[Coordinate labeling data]

================================

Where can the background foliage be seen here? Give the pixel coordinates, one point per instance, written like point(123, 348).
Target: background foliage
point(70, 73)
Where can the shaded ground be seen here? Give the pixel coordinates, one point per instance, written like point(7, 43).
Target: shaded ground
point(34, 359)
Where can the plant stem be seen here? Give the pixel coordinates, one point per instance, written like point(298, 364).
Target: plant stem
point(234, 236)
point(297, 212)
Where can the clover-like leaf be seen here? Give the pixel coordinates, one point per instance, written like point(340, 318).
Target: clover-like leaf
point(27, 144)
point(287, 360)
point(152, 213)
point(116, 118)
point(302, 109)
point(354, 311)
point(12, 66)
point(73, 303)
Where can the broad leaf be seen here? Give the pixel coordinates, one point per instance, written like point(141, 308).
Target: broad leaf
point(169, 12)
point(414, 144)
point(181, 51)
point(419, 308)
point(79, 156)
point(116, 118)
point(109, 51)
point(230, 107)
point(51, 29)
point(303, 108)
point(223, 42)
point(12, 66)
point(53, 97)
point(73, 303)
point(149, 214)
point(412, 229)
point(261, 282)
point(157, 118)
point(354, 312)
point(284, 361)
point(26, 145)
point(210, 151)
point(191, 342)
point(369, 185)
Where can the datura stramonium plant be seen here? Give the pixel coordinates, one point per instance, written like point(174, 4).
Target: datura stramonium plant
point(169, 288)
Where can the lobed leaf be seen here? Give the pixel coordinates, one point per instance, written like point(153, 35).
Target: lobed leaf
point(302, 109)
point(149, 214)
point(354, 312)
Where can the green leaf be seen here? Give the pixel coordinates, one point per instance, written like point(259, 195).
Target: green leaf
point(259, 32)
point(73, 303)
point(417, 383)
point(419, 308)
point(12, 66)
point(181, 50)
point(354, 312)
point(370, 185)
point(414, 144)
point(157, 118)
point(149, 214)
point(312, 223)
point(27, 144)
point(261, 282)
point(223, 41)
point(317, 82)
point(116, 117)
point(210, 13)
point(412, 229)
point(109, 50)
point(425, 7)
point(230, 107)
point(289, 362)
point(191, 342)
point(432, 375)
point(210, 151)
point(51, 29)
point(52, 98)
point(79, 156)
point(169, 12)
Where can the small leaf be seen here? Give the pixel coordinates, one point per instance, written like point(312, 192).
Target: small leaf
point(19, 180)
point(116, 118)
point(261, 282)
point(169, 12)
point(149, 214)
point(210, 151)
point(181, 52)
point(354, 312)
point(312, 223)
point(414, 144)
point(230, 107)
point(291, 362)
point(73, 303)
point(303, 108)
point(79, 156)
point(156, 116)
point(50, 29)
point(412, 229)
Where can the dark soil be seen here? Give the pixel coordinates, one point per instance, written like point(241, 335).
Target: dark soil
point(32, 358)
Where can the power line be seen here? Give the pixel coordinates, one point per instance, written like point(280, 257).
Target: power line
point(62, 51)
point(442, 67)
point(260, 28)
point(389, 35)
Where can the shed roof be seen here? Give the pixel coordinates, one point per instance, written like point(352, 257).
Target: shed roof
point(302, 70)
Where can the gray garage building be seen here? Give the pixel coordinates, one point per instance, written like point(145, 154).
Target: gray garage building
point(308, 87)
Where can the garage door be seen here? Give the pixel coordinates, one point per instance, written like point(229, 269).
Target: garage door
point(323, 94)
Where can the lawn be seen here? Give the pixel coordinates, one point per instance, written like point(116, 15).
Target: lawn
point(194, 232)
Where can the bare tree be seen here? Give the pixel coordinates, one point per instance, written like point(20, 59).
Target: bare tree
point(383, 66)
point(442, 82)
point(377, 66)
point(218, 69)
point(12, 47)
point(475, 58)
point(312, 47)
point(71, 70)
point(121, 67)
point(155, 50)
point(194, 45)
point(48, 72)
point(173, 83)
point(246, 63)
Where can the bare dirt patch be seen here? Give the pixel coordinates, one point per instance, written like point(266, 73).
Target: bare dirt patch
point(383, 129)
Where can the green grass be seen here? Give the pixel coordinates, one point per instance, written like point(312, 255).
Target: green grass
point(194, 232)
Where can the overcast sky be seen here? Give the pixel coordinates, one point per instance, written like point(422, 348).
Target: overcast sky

================================

=== Goal of the exercise ===
Copy the lines of the entries verbatim, starting with the line that contains "Where can the bare tree" and continuing through the line that contains "point(246, 63)".

=== Task result ===
Where can the bare tree be seen here? Give the pixel coordinates, one point per instance, written like point(20, 59).
Target: bare tree
point(383, 66)
point(442, 82)
point(377, 66)
point(218, 69)
point(12, 47)
point(475, 58)
point(312, 47)
point(71, 70)
point(121, 67)
point(155, 50)
point(194, 45)
point(48, 72)
point(173, 83)
point(246, 63)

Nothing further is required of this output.